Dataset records
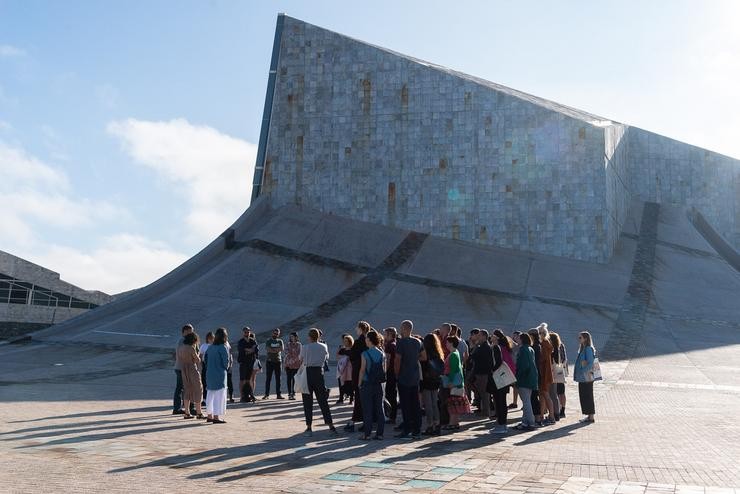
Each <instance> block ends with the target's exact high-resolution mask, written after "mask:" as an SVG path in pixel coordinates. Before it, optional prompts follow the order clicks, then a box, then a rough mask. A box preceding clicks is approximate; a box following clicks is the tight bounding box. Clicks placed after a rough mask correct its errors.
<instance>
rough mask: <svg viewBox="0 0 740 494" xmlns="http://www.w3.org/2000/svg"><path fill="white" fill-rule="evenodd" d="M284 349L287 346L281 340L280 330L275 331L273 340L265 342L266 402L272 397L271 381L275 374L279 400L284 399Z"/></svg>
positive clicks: (265, 384) (263, 397)
mask: <svg viewBox="0 0 740 494" xmlns="http://www.w3.org/2000/svg"><path fill="white" fill-rule="evenodd" d="M284 348H285V344H284V343H283V340H282V339H281V338H280V328H275V329H273V330H272V338H269V339H268V340H267V341H266V342H265V349H266V350H267V359H266V361H265V396H263V397H262V399H263V400H266V399H267V398H268V397H269V396H270V381H272V376H273V374H274V375H275V391H276V393H277V399H278V400H282V399H283V395H282V394H280V369H281V367H282V362H283V349H284Z"/></svg>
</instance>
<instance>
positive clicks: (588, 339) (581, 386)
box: [573, 331, 596, 423]
mask: <svg viewBox="0 0 740 494" xmlns="http://www.w3.org/2000/svg"><path fill="white" fill-rule="evenodd" d="M578 344H579V346H578V358H577V359H576V362H575V365H574V367H573V380H574V381H575V382H577V383H578V398H579V399H580V401H581V413H583V415H586V418H584V419H581V422H587V423H590V422H594V414H595V413H596V405H595V404H594V359H595V358H596V350H595V349H594V345H593V339H592V338H591V333H589V332H588V331H582V332H581V333H579V334H578Z"/></svg>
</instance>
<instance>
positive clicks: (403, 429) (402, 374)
mask: <svg viewBox="0 0 740 494" xmlns="http://www.w3.org/2000/svg"><path fill="white" fill-rule="evenodd" d="M413 331H414V323H412V322H411V321H408V320H407V321H403V322H402V323H401V338H399V339H398V341H397V342H396V361H395V367H396V376H397V377H396V378H397V379H398V397H399V398H400V402H401V403H400V405H401V413H402V414H403V430H402V432H401V433H400V434H398V435H397V436H396V437H399V438H402V439H408V438H409V437H411V438H413V439H418V438H420V437H421V436H420V433H421V403H419V380H420V379H421V376H420V375H419V359H420V357H421V356H422V355H423V353H424V346H423V345H422V343H421V341H419V340H417V339H416V338H414V337H412V336H411V333H412V332H413Z"/></svg>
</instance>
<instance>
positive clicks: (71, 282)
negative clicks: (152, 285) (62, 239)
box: [28, 233, 188, 294]
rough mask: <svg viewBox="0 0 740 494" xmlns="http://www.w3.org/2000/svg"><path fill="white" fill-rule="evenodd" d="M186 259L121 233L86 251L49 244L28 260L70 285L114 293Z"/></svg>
mask: <svg viewBox="0 0 740 494" xmlns="http://www.w3.org/2000/svg"><path fill="white" fill-rule="evenodd" d="M187 258H188V257H187V256H186V255H185V254H182V253H180V252H176V251H173V250H171V249H170V248H169V247H168V246H167V244H165V243H163V242H158V241H153V240H150V239H147V238H144V237H141V236H138V235H133V234H129V233H121V234H116V235H112V236H109V237H105V238H103V239H102V241H101V242H100V244H99V245H98V246H96V247H95V248H92V249H90V250H89V251H84V252H83V251H81V250H79V249H75V248H71V247H67V246H61V245H52V246H50V247H48V248H47V249H45V250H44V252H42V253H38V254H32V255H30V256H29V258H28V259H29V260H30V261H32V262H35V263H37V264H40V265H41V266H44V267H47V268H49V269H53V270H55V271H57V272H59V273H62V278H63V279H64V280H65V281H68V282H70V283H72V284H75V285H78V286H80V287H83V288H87V289H95V290H101V291H103V292H106V293H110V294H115V293H120V292H123V291H126V290H130V289H133V288H138V287H141V286H144V285H147V284H149V283H151V282H152V281H154V280H155V279H156V278H159V277H160V276H162V275H164V274H166V273H168V272H170V271H172V270H173V269H175V268H176V267H177V266H179V265H180V264H182V263H183V262H185V261H186V260H187Z"/></svg>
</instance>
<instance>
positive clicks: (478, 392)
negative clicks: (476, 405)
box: [471, 329, 493, 418]
mask: <svg viewBox="0 0 740 494" xmlns="http://www.w3.org/2000/svg"><path fill="white" fill-rule="evenodd" d="M475 341H476V343H477V344H476V347H475V351H474V352H473V353H472V354H471V359H472V360H473V374H474V376H475V377H474V380H473V383H474V388H475V390H476V394H477V395H478V398H479V399H480V411H481V414H482V415H483V417H485V418H489V417H490V416H491V395H490V394H489V393H488V379H489V376H490V375H491V372H492V371H493V354H492V353H491V345H490V344H489V343H488V331H486V330H485V329H481V330H480V331H479V332H478V334H477V335H476V336H475Z"/></svg>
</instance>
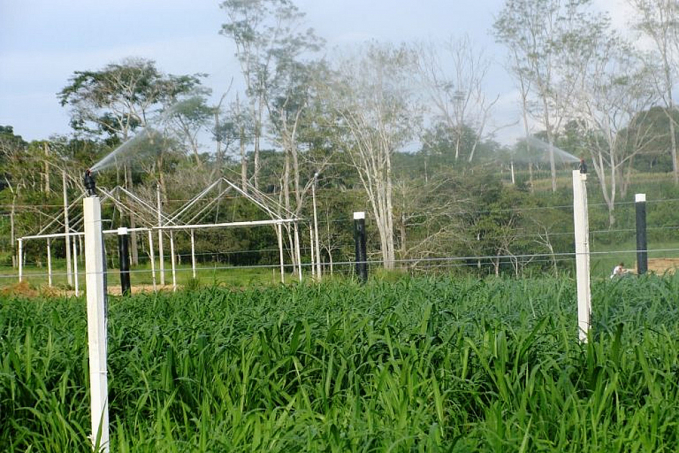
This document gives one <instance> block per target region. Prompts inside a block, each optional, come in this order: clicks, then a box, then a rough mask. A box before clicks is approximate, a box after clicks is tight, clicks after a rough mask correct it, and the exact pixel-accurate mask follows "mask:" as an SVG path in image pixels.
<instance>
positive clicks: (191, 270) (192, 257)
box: [191, 230, 196, 278]
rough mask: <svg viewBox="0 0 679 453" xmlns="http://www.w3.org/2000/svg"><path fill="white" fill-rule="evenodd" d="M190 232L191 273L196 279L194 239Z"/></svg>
mask: <svg viewBox="0 0 679 453" xmlns="http://www.w3.org/2000/svg"><path fill="white" fill-rule="evenodd" d="M193 232H194V231H193V230H191V271H193V278H196V239H195V238H194V236H193Z"/></svg>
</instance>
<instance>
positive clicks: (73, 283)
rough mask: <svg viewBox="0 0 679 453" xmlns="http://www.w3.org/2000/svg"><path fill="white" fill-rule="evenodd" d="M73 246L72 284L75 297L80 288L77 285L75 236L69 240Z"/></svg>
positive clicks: (79, 293) (77, 296)
mask: <svg viewBox="0 0 679 453" xmlns="http://www.w3.org/2000/svg"><path fill="white" fill-rule="evenodd" d="M71 245H72V246H73V260H72V261H73V286H74V287H75V288H74V289H75V297H78V296H80V288H79V287H78V250H77V247H76V240H75V238H74V239H73V240H72V241H71Z"/></svg>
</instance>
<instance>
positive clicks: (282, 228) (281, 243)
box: [276, 223, 285, 283]
mask: <svg viewBox="0 0 679 453" xmlns="http://www.w3.org/2000/svg"><path fill="white" fill-rule="evenodd" d="M276 233H277V236H278V255H279V261H280V265H281V283H285V254H284V253H283V226H282V225H281V224H280V223H277V224H276Z"/></svg>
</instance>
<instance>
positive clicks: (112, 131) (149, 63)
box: [57, 59, 202, 264]
mask: <svg viewBox="0 0 679 453" xmlns="http://www.w3.org/2000/svg"><path fill="white" fill-rule="evenodd" d="M201 77H202V75H193V76H189V75H184V76H173V75H169V76H166V75H164V74H162V73H161V72H160V71H158V69H157V68H156V66H155V63H154V62H153V61H150V60H144V59H126V60H124V61H123V62H122V63H113V64H109V65H107V66H106V67H105V68H104V69H102V70H100V71H76V72H75V75H74V76H73V77H71V79H70V80H69V84H68V85H67V86H66V87H65V88H64V89H62V90H61V91H60V92H59V93H58V94H57V96H58V97H59V99H60V100H61V105H62V106H69V107H70V108H71V125H72V127H73V128H74V129H75V130H76V131H82V132H85V133H88V134H93V135H99V136H101V135H104V136H108V138H110V139H111V143H113V144H120V143H125V142H127V141H128V140H129V139H130V138H131V136H132V133H133V132H134V131H135V130H136V129H138V128H144V127H146V126H147V125H148V123H149V119H150V117H151V116H152V115H153V114H154V113H155V112H157V111H159V110H160V109H162V108H163V107H167V106H168V105H170V104H173V103H175V102H176V101H179V100H181V99H182V98H183V97H184V96H187V95H191V94H192V93H195V92H196V90H197V89H198V87H199V86H200V83H201V82H200V79H201ZM156 163H157V165H156V169H157V171H158V179H159V181H160V182H161V187H162V188H163V191H164V192H163V193H164V194H165V195H166V192H165V184H163V183H162V180H163V177H164V176H163V166H162V163H163V150H162V149H160V150H159V151H158V152H156ZM123 175H124V185H125V186H126V187H127V188H130V187H131V186H132V169H131V167H130V166H129V165H123ZM118 184H120V181H118ZM130 227H132V228H134V227H135V216H134V214H130ZM131 239H132V244H131V253H132V256H131V258H132V263H133V264H137V262H138V252H137V249H138V248H137V236H136V233H132V235H131Z"/></svg>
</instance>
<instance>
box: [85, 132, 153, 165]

▸ Try it
Find every line in the records above that contains the word "target", and copy each of those lines in full.

▸ Solved exercise
Each <instance> block ends with the target's exact high-resolution mask, written after "mask:" as an SVG path in pixel coordinates. Before it, optional prompts follow the order clicks, then a box, then a rough mask. A box preceding clicks is approximate; a box following clicks is the tight bounding box. Clicks placed after a rough mask correct its errors.
This document gives one <instance> block per target region. Prompts inside a block, each optional, come in this order: clicks, then a box, then a rough mask. A box before clicks is approximate, a box after clicks is tight, clicks after a rough mask correct it, and the exact pixel-accurate mask follows "mask:" as an SVG path in image pixels.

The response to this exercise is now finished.